Point-based annotation data
--- Begin ---
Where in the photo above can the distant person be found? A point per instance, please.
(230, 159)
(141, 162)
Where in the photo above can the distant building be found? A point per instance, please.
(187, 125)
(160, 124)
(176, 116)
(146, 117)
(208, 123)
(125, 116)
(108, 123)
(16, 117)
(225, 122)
--- End ---
== OBJECTIVE ==
Rewrite the records above, replacing every occurrence of "distant" with "faraway" and leaving everything else unchanged.

== FULL ANSWER ==
Where in the photo above can the faraway person be found? A point per instance, please.
(230, 159)
(141, 162)
Where in the photo above can the faraway building be found? A point per instance, please.
(187, 125)
(160, 124)
(176, 116)
(146, 117)
(208, 123)
(125, 116)
(108, 123)
(16, 117)
(225, 122)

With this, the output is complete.